Цитируемый текст |
◇ ◇ ◇ ◇ ◇
Через 2– минуты мы на полных рысах вылетели на сырт, по плохенькому туземному мостику пронеслись над широким и глубоким, с отвесными берегами арыком и увидели такую картину: за пологим сыртом опять скрытая равнина; по ней дорога в Андижан; эта дорога видна версты на две, если не больше, до следующего кишлака и его садов. По всей дороге почти непрерывная вереница арб с людьми и с вещами, ближе к нам, шагах в 600700, густая толпа сарбазов в красных куртках, человек 200–300, прикрывали отступление обоза.
Я скомандовал: «Стой! Ставь станки![664]» Мы быстро, «по огню» спустили 2–3 ракеты. Следующая разорвалась на станке, по счастью никого не ранив.
В момент разрыва ракеты к нам подскакал Скобелев. «Станки долой! – скомандовал он. – Ведите в атаку!»
Трубач Скобелева, повернувшись к отряду, играл «карьер», а Скобелев, выехав перед взводом и размахивая саблей, кричал: «Казаки, захватывайте у неприятеля значки! Георгия за значки!»
Я скомандовал: «Станки долой! Шашки вон! Строй лаву рысью! Лава с гиком марш-марш!»
◇ ◇ ◇ ◇ ◇
Фрагмент набора данных |
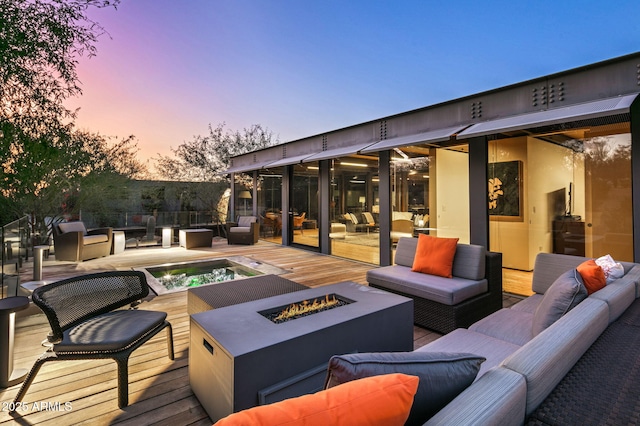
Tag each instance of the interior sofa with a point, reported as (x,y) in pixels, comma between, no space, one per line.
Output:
◇ ◇ ◇ ◇ ◇
Задания |
1. Выпишите из цитируемого текста без изменений фрагмент, который начинается со слов «Через 2– минуты» и заканчивается словами «прикрывали отступление обоза.».
2. Что, согласно цитируемому тексту, Скобелев обещал казакам за захваченные у неприятеля значки?

Ответы к заданиям |
1.
Через 2– минуты мы на полных рысах вылетели на сырт, по плохенькому туземному мостику пронеслись над широким и глубоким, с отвесными берегами арыком и увидели такую картину: за пологим сыртом опять скрытая равнина; по ней дорога в Андижан; эта дорога видна версты на две, если не больше, до следующего кишлака и его садов. По всей дороге почти непрерывная вереница арб с людьми и с вещами, ближе к нам, шагах в 600700, густая толпа сарбазов в красных куртках, человек 200–300, прикрывали отступление обоза.

2. Георгия.